Find each line in the material below that contains the word "mirror" and copy those lines out in full.
** Start **
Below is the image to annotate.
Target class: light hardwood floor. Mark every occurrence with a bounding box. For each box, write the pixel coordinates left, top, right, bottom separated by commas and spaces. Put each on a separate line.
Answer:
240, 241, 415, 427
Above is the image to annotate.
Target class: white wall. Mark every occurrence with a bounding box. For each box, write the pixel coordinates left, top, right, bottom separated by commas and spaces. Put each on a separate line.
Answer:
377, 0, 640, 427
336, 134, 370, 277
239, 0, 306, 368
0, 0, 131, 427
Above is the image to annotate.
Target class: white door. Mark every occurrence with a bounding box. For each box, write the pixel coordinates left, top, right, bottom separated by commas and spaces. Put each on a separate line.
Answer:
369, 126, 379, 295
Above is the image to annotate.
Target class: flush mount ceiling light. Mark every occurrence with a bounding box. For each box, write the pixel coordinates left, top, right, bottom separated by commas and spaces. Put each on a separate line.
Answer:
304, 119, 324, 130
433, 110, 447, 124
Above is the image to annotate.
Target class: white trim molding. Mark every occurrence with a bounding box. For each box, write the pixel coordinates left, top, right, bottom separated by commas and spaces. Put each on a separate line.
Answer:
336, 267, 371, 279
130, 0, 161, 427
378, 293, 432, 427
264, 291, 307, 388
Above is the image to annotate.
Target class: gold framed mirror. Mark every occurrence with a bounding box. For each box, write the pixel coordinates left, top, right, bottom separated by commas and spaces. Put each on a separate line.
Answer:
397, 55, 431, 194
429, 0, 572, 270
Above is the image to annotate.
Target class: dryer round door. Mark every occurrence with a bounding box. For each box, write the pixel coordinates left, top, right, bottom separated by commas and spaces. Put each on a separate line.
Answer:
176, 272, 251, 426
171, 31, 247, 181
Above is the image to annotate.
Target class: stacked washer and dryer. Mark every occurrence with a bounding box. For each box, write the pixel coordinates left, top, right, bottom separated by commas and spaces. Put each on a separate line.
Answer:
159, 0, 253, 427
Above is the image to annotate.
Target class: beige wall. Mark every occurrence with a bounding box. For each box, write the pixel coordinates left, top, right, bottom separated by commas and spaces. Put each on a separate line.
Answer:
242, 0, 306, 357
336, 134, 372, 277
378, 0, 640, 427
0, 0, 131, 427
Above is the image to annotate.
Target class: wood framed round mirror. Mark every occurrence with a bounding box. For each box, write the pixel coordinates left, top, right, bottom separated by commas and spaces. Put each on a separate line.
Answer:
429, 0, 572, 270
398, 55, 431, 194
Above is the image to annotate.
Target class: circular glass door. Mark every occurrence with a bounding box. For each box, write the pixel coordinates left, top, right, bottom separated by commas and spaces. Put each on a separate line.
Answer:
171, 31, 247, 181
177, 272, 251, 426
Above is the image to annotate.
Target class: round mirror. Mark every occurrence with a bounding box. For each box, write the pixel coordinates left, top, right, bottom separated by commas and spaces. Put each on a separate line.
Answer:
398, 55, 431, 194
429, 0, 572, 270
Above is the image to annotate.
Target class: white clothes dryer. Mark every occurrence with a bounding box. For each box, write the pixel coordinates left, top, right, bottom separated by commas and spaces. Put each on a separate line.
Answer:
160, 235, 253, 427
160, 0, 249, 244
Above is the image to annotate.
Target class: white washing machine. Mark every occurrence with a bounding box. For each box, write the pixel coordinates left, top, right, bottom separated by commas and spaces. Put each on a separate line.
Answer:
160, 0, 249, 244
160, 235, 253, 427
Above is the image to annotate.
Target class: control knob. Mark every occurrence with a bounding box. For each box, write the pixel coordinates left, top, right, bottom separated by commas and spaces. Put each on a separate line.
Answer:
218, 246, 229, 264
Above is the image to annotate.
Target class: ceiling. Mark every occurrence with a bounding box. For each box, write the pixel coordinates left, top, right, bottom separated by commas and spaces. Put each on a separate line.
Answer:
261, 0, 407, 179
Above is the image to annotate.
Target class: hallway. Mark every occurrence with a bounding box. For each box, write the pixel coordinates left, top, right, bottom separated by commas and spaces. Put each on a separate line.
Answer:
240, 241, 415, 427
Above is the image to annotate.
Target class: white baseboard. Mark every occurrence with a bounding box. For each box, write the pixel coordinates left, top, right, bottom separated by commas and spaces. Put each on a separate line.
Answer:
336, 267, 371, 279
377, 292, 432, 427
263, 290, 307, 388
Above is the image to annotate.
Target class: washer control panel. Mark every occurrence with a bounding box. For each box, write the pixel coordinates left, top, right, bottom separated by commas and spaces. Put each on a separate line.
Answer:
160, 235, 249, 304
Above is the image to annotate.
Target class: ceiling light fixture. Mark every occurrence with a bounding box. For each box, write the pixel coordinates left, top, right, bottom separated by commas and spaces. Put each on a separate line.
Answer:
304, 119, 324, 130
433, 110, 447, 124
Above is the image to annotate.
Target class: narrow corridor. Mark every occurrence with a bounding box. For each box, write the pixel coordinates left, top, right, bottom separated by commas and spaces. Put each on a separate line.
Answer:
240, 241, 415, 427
** End **
§ Output for this task:
Target class: gold framed mirror. Mark every occurrence with a bounding box. For each box, write the pixel coordinates left, top, right, bottom separated by commas and spaces. Put each on a separate line.
Target class: wood framed round mirror. Mark every occurrence with a bounding box. For each box, write the pixel coordinates left, top, right, bottom separated by commas and spaces. Put each on a separate line.
Target class: round mirror. Mark every occurrence with a bounding box. For each box, write the pixel coordinates left, top, right, bottom separated by commas and spaces. Put each on a separate line.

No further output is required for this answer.